## Begin Data to process

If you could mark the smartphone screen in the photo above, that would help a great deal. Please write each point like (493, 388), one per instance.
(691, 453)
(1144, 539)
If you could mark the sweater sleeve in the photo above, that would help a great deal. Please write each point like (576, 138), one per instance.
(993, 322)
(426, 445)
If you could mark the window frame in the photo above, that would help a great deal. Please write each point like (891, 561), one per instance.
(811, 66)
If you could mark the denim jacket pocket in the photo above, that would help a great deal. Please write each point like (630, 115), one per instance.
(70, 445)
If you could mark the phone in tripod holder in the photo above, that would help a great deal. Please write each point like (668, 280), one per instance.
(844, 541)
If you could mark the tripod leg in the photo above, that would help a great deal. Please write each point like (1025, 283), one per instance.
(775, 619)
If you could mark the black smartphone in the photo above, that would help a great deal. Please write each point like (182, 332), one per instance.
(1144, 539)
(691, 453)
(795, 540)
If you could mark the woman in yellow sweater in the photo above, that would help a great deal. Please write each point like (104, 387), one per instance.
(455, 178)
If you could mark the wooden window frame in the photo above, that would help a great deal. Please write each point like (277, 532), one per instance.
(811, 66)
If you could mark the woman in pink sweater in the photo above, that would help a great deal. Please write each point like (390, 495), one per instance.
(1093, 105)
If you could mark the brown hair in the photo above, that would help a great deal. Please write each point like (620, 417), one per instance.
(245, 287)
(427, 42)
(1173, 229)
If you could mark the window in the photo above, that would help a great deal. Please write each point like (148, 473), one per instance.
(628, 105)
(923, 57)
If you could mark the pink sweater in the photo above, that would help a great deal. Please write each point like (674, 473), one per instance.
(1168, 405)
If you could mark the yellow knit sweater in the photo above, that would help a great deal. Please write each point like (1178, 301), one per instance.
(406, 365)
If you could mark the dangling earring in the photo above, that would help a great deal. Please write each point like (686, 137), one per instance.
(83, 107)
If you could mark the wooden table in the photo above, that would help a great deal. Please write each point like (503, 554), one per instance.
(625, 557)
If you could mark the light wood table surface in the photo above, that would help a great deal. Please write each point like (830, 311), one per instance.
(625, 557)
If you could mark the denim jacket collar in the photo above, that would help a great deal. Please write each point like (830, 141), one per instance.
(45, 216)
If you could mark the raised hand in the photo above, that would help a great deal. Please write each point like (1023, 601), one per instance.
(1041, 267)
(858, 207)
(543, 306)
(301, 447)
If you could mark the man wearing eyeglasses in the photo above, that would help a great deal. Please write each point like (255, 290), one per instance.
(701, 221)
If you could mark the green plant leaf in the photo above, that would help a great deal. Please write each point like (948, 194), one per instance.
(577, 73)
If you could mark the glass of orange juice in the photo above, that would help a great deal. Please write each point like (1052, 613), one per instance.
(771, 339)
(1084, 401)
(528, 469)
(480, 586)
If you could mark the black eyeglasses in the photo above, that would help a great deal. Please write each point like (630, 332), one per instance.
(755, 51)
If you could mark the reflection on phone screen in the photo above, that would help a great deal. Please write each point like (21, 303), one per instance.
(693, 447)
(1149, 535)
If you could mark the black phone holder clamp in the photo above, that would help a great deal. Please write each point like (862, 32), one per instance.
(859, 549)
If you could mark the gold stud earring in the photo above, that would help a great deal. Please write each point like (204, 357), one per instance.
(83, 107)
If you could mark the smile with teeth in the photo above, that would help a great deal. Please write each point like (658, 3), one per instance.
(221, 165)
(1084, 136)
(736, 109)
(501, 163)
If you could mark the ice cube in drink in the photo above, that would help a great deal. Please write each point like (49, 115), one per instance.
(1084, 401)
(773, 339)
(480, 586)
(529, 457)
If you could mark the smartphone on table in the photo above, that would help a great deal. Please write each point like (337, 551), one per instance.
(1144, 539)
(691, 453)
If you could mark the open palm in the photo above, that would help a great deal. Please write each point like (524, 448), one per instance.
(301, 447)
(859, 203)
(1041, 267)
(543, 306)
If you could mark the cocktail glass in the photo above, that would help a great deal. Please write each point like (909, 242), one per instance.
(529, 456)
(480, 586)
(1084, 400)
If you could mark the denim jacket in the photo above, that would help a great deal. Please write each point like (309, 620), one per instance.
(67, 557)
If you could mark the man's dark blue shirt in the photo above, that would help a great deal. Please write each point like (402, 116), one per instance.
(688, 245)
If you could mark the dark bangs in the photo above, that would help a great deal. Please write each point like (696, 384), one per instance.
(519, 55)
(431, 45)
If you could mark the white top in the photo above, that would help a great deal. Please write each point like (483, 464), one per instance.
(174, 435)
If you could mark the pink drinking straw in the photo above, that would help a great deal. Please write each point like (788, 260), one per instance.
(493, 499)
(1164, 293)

## End Data to process

**What needs to be done:** Can you lay out all the rows above as a two-column CSV with the headers input and output, one line per row? Put each row's text and its answer each in one quoted field, with any line breaks replaced by spaces.

**Finished task:**
input,output
"If you could mark the smartphone screen in the photo above, that would help a great deal. Please write each point like (493, 388), one per instance.","(691, 453) (1144, 539)"
"If you could mark the sweater sleeve in the photo above, that would help a great deal. Please write each point like (576, 138), one per instance.","(993, 322) (426, 445)"
"If you could mark the window frame in the photo above, that would help a great deal. Please write each point like (891, 561), one per instance.","(811, 66)"
"If you could mark the denim jacket pocket in the photo above, that would help a great deal. Please write each point like (630, 115), one per instance.","(70, 445)"
"If you could mark the phone in tripod holder in the photo above, that would help a great deal. Please write each point like (668, 280), one per instance.","(844, 541)"
"If you could mark the tripod leg in the photo above, that would help a great deal. Please write each point like (1025, 283), one per instance.","(775, 619)"
"If you could mark the black smartphone in the photo above, that would help a great deal. Please write each point like (182, 332), one per instance.","(1144, 539) (691, 453) (795, 540)"
"If you could mark the woman in yellow sweater in the photo above, that would help a great deal. Please write each point like (104, 387), one per instance.","(455, 178)"
"If you could mark the wooden window frame in the photo above, that would help a great deal. Please write each point like (277, 532), one per instance.","(811, 66)"
"If you could mark the woman in pink sweater in the photo above, that would help a great deal. Please write each point like (390, 495), one per instance.","(1093, 105)"
"If you could mark the brown hair in the photo above, that would help a great deal. Please write each point like (620, 417), one per instance.","(245, 287) (427, 42) (1173, 229)"
"If you could mark the window in the photo above, that would help a great deal. Please write each point like (148, 473), one per instance.","(628, 105) (923, 57)"
"If you could mark the pink sweater in the photo above, that would help a great deal. Please write each point like (674, 473), one per instance.","(1168, 405)"
"If you could mark the yellow knit sweater in the photo above, that would help a great deal. Please write each point like (1178, 301), one per instance.","(406, 365)"
"If you could mark the dangling earring in the photo above, that would help a great deal. Please write each point like (686, 137), one per instance.","(83, 107)"
"If you could mark the wooden table in the photo above, that would help a great deal. Please write each point like (503, 554), one per instance.","(625, 557)"
"If you could mark the light wood table surface in the photo above, that would help a great deal. Please write each point like (830, 311), one per instance.","(625, 557)"
"If you could mark the denim jacket collar in the photo above, that would help a great deal. Please write each point like (830, 141), one per instance.","(45, 216)"
"If you could mark the raised hand in the photo above, that would help a great deal. Please write each point like (1023, 601), one per instance.","(1041, 267) (858, 207) (543, 306) (301, 447)"
"If you could mark the man wearing eyeglasses in the photo above, that would help a great deal. Please write each point like (255, 290), one per instance.","(701, 221)"
"If you could mark the green plant leaf in the photo above, that would help a great deal. Please write each point like (948, 194), one per instance.","(577, 73)"
"If you could mark the glass of orange juice in the photo above, that would help a great deal. Please write each point like (1052, 613), one per instance.","(771, 339) (1084, 401) (528, 469) (480, 586)"
"If you could mark the black eyeglasses in the photo above, that would help a great deal. Please write each point like (630, 332), one per instance.","(755, 51)"
"If you could mark the reflection on phone screen in the photo above, that would help a great deal. Please write each point like (21, 303), one per instance.","(693, 447) (1149, 535)"
"If you could mark the black phone holder clamp in the photo above, that would help a great deal. Please write each point like (862, 32), one per instance.","(859, 549)"
"If you could mark the gold stud earring in the photo above, that would help a great deal. Please write each point like (204, 357), one per instance.","(83, 107)"
"If you could mark the smile with teeth in the photo above, that would help a great deal. Please write each point like (658, 3), one per instance.","(221, 165) (1084, 136) (736, 109) (501, 163)"
"If you could mark the ice cube in drink in the photo above, that would help a great deal. Please write each point like (49, 115), one per instance.","(1084, 401) (773, 339) (480, 586) (529, 457)"
"If you could mark the smartphone on table in the photo above, that would help a great deal. Please write each point like (337, 551), one per instance.","(1144, 539) (691, 453)"
"If you could mark the open palm in the photo above, that would help a great deal. Please write each point like (524, 448), one per instance.","(301, 447) (859, 203) (1041, 267) (543, 306)"
"If you could mark the cocktail glass in the photo above, that would help a great deal. Please write each point like (909, 242), one per instance.","(529, 456) (480, 586) (1084, 400)"
"If you could mark the denim jacket in the photo above, that would help a great deal. Please write each point like (309, 620), one per instance.","(67, 557)"
"If you could mark the man's dark blue shirt in the photo above, that would help a great deal. Please write each point like (402, 116), one per instance.","(688, 245)"
"If you could mark the dark bangs in the photo above, that would help a great deal. Please write each point like (696, 384), one per instance.","(519, 55) (431, 45)"
"If you could mark the white top in the photo above, that would help a great deal. Please write each point like (483, 464), one per instance.","(174, 435)"
"If you could mark the pink drinking straw in the photo above, that would help a great deal. Please write each point like (788, 260), one per instance.","(493, 499) (1164, 293)"